● **Dataset records**

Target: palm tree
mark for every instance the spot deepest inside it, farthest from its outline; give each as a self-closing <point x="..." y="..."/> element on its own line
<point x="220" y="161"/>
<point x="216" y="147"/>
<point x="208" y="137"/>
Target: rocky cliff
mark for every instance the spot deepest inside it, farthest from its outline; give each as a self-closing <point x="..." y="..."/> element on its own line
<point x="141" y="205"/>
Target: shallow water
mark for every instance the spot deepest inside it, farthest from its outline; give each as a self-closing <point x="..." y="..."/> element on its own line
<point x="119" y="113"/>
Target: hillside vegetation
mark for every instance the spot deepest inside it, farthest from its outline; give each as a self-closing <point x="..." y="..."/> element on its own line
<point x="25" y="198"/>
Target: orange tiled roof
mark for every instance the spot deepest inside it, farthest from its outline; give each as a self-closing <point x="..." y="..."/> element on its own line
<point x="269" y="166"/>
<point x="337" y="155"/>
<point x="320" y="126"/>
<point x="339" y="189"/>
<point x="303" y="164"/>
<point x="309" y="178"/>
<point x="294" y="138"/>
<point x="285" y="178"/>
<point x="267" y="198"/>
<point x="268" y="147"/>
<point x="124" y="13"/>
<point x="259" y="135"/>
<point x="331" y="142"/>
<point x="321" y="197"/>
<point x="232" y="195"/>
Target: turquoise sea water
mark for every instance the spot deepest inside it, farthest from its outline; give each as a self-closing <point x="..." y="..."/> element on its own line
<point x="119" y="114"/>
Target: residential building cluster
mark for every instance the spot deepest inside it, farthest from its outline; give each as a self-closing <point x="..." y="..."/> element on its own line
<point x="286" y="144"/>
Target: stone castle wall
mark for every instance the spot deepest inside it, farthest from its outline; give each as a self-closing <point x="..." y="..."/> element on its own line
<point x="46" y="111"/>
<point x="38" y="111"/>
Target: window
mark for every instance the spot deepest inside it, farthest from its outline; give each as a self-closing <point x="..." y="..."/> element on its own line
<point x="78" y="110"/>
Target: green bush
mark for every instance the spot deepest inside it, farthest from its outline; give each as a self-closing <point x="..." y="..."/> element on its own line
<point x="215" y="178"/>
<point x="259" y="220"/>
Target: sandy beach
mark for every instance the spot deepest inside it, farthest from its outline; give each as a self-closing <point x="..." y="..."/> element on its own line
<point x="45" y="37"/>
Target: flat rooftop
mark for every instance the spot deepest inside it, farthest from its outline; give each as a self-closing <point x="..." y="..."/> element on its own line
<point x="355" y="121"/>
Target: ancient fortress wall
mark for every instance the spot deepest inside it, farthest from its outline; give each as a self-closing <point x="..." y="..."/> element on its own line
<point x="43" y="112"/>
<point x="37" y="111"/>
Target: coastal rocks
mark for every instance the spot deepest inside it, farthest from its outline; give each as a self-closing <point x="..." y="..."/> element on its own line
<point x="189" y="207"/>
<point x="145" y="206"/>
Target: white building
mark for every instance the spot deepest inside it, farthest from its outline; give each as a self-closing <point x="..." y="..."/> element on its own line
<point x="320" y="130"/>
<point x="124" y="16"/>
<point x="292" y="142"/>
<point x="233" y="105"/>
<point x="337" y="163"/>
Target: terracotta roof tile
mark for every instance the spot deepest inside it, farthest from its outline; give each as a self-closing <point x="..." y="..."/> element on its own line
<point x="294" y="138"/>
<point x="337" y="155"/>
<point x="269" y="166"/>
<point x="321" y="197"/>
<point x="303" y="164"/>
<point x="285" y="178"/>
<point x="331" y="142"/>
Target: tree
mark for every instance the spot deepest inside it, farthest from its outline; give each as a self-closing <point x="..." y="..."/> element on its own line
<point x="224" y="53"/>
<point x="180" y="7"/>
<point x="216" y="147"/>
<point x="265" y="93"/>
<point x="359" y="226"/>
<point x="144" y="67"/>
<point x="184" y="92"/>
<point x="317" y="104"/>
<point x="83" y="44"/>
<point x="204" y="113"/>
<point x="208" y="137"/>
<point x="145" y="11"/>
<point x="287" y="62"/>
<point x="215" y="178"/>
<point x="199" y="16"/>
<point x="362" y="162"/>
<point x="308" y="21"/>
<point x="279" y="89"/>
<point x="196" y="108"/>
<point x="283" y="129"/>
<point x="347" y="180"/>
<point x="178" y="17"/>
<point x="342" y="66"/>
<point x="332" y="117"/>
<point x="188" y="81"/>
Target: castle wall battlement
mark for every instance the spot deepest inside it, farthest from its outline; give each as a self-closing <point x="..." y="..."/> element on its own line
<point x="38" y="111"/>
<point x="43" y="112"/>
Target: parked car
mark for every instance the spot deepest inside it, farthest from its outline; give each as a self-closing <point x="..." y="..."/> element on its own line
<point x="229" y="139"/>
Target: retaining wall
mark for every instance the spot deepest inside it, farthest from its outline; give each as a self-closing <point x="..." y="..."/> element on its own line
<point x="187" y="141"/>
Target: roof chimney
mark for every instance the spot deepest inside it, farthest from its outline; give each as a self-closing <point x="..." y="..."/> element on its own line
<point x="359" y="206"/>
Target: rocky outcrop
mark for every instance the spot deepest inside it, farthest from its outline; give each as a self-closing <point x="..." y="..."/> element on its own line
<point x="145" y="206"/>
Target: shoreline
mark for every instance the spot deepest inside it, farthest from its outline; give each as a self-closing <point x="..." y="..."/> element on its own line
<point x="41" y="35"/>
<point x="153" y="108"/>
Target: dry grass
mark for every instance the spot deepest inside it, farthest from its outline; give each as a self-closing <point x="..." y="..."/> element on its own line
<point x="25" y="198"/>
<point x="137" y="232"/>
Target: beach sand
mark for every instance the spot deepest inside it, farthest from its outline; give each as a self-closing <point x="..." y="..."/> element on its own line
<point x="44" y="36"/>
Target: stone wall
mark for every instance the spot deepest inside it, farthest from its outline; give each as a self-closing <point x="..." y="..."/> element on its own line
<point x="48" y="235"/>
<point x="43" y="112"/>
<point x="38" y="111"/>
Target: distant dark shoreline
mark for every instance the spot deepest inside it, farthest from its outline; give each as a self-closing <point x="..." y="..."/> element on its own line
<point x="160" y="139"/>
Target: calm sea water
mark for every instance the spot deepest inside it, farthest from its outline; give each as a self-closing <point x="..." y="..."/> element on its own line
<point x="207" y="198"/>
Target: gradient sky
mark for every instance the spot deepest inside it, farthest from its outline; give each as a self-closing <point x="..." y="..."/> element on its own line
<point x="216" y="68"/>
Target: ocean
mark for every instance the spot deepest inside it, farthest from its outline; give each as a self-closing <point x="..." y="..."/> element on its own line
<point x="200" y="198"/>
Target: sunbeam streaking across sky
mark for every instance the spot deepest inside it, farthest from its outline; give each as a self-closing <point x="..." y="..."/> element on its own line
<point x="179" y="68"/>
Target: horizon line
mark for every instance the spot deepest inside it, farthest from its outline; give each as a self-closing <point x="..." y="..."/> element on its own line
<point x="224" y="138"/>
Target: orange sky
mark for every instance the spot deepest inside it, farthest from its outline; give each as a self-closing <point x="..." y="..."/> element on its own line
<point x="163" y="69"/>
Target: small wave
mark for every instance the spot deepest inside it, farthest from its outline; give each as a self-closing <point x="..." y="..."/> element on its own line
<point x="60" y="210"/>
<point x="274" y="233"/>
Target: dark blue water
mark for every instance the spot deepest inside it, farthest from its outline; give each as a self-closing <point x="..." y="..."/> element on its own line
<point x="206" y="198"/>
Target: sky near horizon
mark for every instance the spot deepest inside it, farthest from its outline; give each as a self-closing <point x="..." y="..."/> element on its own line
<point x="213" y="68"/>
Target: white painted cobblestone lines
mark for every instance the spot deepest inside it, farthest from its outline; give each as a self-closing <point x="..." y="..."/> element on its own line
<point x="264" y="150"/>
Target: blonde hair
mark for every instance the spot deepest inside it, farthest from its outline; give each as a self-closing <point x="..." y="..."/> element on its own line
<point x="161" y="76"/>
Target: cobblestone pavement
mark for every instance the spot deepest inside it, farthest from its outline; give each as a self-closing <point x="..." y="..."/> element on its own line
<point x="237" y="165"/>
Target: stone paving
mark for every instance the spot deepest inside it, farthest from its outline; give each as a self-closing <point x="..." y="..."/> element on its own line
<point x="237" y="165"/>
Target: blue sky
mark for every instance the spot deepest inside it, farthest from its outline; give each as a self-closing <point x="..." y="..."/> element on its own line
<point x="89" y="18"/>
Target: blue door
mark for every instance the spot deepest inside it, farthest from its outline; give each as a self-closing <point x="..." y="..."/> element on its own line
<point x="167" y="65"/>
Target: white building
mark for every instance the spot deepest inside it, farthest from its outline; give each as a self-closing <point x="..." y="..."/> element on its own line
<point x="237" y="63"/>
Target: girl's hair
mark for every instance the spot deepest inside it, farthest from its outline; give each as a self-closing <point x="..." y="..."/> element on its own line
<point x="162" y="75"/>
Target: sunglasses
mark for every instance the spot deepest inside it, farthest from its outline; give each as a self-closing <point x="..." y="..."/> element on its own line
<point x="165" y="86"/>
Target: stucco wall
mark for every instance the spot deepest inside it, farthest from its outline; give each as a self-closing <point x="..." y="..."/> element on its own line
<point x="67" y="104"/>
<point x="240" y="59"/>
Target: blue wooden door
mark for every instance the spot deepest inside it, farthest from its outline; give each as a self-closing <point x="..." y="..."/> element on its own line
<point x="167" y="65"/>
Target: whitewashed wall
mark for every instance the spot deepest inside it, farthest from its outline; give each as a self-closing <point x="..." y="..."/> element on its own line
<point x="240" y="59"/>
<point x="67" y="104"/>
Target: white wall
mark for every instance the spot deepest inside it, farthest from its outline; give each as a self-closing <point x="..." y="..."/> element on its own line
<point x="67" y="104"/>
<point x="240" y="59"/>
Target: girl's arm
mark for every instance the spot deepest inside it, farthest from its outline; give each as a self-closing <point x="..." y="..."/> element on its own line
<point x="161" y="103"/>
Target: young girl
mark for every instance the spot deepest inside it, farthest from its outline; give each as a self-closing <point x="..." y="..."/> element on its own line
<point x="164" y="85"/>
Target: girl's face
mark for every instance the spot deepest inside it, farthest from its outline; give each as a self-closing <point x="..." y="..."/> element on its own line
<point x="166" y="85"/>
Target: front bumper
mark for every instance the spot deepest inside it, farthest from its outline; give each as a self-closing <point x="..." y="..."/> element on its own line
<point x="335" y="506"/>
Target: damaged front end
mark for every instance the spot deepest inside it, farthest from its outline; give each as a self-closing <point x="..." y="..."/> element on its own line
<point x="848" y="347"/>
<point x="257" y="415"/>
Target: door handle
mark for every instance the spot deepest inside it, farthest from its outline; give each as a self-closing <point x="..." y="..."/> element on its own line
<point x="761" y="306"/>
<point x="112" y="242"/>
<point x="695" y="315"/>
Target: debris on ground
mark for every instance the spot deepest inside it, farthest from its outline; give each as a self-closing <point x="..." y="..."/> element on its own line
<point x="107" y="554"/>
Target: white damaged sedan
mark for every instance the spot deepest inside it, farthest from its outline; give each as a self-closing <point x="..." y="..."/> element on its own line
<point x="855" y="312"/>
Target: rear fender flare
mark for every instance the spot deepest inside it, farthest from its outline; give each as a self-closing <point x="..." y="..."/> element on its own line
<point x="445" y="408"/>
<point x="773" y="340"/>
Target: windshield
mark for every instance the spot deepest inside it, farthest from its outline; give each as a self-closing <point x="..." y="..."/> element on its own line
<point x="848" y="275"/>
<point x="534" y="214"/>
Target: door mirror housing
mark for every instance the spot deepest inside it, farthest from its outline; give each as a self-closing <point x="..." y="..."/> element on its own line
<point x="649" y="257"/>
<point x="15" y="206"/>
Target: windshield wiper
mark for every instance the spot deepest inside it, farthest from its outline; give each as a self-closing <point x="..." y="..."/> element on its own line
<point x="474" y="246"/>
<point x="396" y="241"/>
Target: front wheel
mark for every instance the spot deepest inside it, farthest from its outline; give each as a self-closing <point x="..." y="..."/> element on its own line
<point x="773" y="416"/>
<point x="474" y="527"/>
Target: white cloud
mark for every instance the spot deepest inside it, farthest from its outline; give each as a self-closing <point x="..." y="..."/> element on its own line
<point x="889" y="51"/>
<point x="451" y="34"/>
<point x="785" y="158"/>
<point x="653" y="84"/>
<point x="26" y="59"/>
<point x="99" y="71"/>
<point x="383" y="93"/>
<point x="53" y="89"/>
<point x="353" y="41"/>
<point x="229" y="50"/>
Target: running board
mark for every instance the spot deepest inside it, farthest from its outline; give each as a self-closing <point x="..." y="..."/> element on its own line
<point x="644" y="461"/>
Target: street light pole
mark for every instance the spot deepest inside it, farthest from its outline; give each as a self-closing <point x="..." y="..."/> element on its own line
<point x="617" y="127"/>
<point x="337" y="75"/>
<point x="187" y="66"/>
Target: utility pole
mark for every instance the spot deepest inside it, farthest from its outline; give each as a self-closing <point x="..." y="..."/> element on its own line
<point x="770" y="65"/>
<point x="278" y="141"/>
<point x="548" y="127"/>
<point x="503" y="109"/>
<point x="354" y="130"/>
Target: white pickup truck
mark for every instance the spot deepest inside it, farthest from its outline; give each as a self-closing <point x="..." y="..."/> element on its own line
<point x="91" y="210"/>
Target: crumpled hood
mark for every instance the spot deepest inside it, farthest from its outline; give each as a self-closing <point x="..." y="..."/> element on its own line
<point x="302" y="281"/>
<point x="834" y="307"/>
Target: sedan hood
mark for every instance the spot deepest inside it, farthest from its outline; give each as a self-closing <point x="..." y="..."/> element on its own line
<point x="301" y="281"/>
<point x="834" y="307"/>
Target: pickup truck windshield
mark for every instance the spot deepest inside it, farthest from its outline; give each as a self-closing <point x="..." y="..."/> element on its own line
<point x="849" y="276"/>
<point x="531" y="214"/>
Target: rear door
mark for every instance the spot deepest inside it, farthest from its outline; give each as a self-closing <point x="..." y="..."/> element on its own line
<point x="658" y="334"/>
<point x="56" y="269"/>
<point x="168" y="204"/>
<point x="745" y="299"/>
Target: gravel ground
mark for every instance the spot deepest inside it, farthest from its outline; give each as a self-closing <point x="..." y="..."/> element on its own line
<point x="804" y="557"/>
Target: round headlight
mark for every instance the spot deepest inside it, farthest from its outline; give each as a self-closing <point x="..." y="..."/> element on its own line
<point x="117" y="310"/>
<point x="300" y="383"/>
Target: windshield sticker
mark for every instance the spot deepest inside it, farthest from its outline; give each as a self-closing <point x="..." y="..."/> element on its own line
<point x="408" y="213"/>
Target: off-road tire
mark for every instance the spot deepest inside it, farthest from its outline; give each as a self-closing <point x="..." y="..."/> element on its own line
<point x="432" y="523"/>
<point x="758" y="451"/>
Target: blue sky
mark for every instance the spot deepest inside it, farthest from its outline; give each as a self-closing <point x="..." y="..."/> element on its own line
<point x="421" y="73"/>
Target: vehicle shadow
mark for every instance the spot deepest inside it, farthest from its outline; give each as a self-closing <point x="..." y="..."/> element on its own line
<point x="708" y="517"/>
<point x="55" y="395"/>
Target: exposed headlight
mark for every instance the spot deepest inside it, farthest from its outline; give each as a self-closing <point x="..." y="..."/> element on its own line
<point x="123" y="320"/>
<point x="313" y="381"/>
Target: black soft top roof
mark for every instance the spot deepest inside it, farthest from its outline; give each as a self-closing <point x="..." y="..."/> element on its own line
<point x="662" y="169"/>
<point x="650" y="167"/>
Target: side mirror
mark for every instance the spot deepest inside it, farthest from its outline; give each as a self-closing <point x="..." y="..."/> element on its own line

● **Task to carry out**
Give again, word for word, the records from their first line to the one with "Target: residential building cluster", and leave out all else.

● **Task output**
Target: palm tree
mark for every instance the spot deepest inside it, farthest from its outline; give each as a self-closing <point x="..." y="..."/> element on its own line
<point x="220" y="161"/>
<point x="216" y="147"/>
<point x="208" y="137"/>
Target: rocky cliff
mark for every instance the spot deepest inside it, farthest from its outline; give each as a self-closing <point x="..." y="..."/> element on its own line
<point x="141" y="205"/>
Target: shallow water
mark for every instance the spot deepest inside it, farthest from its outline; give each as a self-closing <point x="..." y="..."/> element on its own line
<point x="119" y="113"/>
Target: hillside vegetation
mark for every instance the spot deepest inside it, farthest from its outline; give each as a self-closing <point x="..." y="..."/> element on its own line
<point x="25" y="198"/>
Target: orange tiled roof
mark for every instance the spot deepest inside it, farthest from its outline; give each as a self-closing <point x="..." y="..."/> element on its own line
<point x="269" y="166"/>
<point x="337" y="155"/>
<point x="320" y="126"/>
<point x="339" y="189"/>
<point x="303" y="164"/>
<point x="309" y="178"/>
<point x="294" y="138"/>
<point x="285" y="178"/>
<point x="267" y="198"/>
<point x="268" y="147"/>
<point x="124" y="13"/>
<point x="259" y="135"/>
<point x="331" y="142"/>
<point x="321" y="197"/>
<point x="232" y="195"/>
Target: turquoise sea water
mark for every instance the spot deepest inside it, farthest from its outline; give each as a self-closing <point x="..." y="..."/> element on its own line
<point x="119" y="114"/>
Target: residential building cluster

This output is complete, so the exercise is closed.